◆ Quoted passage ◆
• • • • •

Personally, I think all of the arguments under "Journals are the Problem" do not actually support that proposition. Let's walk through them:

1. "Illusion of truth and finality: Publication is treated as a stamp of approval. Mistakes are rarely corrected. " But the same is true of other sources. Blog posts and news paper articles are routinely shared and referred to as truth, when they are actually much less likely to be so! Have you tried getting a journalist to print a correction on their work? It is all but impossible. And even harder for bloggers. Unfortunately, people do not like admitting to mistakes. It is a cultural and social issue to fix across the board: fixing it is entirely orthogonal to the journal system. Journals actually provide a *bit* of accountability here with editorial review of claims, where-as preprints and blogs authors have no obligation or incentive to admit mistakes.

2. "Artificial scarcity: Journals want to be first to publish, fueling secrecy and fear of being “scooped.”": Not only is this a human trait not limited to the journal system, it is almost famously not limited to the journal system? When people have new ideas, or new results, they want to be first. This is true in almost any context. The first blog post on an issue is important, the first book, the first newspaper article. I mean, journalists *invented* the concept of a "scoop" - it's a word that we scientists have merely borrowed from them!

We should absolutely convince scientists to consider the importance of a work regardless of its novelty, and journals should value high quality independent reproductions of other works. But we need to convince scientists that matters *either way*: this cultural shift has nothing to do itself with the journal system.

3. "Insufficient review that doesn’t scale": The alternative we have now is even worse. Most peer reviewed publications get 2-4 reviewers: but the median preprint gets 0. Written review of other works simply isn't valued by the scientific community currently as it should be. Again, this is a cultural value that needs to change. Right now, one of the only reasons scientists value it at all is because they are placed within the journal system that requests it of them: remove that, and there will be no incentives for it, and people won't do it just because.

It is <1% of scientists (like me) who ever share public reviews of other scientific works. Most scientists do not like doing this. I like doing this. You might like doing this. Even we don't do it as often as we should, though. This is a cultural shift that needs to change, and we need to have structural answers for how to change it, instead of just killing the existing system and hoping that people will suddenly start liking to do it.

4. "Narrow formats: Journals often seek splashy, linear stories with novel mechanistic insights. A lot of useful stuff doesn’t make it into public view, e.g. null findings, methods, raw data, untested ideas, true underlying rationale": this is true of all communication, especially in the sciences. Scientists do this with preprints.

Personally, I have never felt this pressure. I have never really felt like I need to omit analyses or experiments for social reasons. I omit analyses and experiments that were irrelevant, or unrelated, or highly caveated, but for the purpose of accurately communicating the scientific points as best as possible, and for the purpose of not confusing the reader. Cases like this are even less common in the last decade with the rise of supplementary text and supplementary material, where you can share additional details to your heart's content.

• • • • •

◆ Data lines ◆
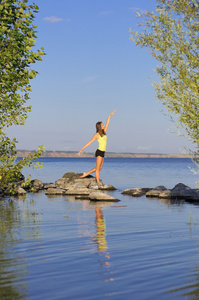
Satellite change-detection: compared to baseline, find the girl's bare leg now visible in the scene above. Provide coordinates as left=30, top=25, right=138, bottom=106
left=80, top=156, right=104, bottom=180
left=95, top=156, right=104, bottom=183
left=80, top=168, right=96, bottom=178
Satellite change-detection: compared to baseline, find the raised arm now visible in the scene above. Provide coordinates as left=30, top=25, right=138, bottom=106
left=104, top=110, right=116, bottom=132
left=77, top=134, right=97, bottom=156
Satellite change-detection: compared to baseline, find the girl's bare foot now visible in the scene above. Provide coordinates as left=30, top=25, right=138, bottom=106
left=80, top=173, right=86, bottom=178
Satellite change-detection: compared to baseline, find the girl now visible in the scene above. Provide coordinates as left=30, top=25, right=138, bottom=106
left=78, top=110, right=115, bottom=184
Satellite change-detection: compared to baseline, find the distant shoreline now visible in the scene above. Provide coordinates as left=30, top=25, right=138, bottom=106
left=17, top=150, right=193, bottom=158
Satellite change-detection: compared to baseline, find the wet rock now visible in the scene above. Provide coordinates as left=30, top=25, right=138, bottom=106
left=64, top=188, right=91, bottom=196
left=88, top=182, right=116, bottom=191
left=98, top=184, right=117, bottom=191
left=159, top=183, right=199, bottom=200
left=146, top=185, right=167, bottom=197
left=44, top=183, right=56, bottom=190
left=55, top=178, right=71, bottom=189
left=15, top=186, right=27, bottom=196
left=75, top=195, right=89, bottom=200
left=45, top=188, right=65, bottom=195
left=31, top=179, right=44, bottom=190
left=89, top=192, right=120, bottom=202
left=122, top=188, right=150, bottom=197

• • • • •

◆ Instruction 1 ◆
According to the commentary on journals, how many reviewers do most peer-reviewed publications get?
◆ Instruction 2 ◆
List the headings of all the arguments quoted from "Journals are the Problem" that the commentary on journals goes through.
◆ Instruction 3 ◆
Write out the part of the commentary on journals starting with "It is <1% of" and going on through "liking to do it.", switching "cultural shift" to "behavioral shift".

◆ Final result 1 ◆
Most peer-reviewed publications get 2-4 reviewers.

◆ Final result 2 ◆
Illusion of truth and finality
Artificial scarcity
Insufficient review that doesn't scale
Narrow formats

◆ Final result 3 ◆
It is <1% of scientists (like me) who ever share public reviews of other scientific works. Most scientists do not like doing this. I like doing this. You might like doing this. Even we don't do it as often as we should, though. This is a behavioral shift that needs to change, and we need to have structural answers for how to change it, instead of just killing the existing system and hoping that people will suddenly start liking to do it.